List each line in the items below that contains the word "rule". Case counts, so only matches with the same capitalization should be included.

**Data to examine:**

-- Opening Marker --

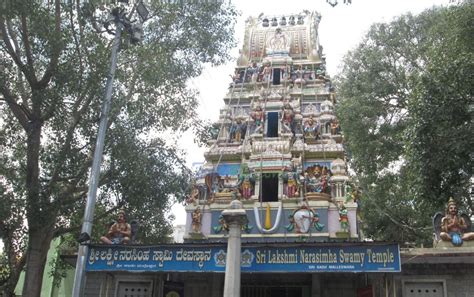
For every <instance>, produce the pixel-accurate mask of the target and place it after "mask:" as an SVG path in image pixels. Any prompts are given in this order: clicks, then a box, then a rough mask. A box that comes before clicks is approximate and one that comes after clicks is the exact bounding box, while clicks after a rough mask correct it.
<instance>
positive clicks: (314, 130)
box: [304, 116, 320, 139]
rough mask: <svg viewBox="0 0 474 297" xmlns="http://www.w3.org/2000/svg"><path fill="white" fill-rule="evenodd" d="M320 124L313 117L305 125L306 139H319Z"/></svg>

-- Closing Marker --

**Exercise response:**
rough mask: <svg viewBox="0 0 474 297" xmlns="http://www.w3.org/2000/svg"><path fill="white" fill-rule="evenodd" d="M320 124L313 117L305 125L306 139H319Z"/></svg>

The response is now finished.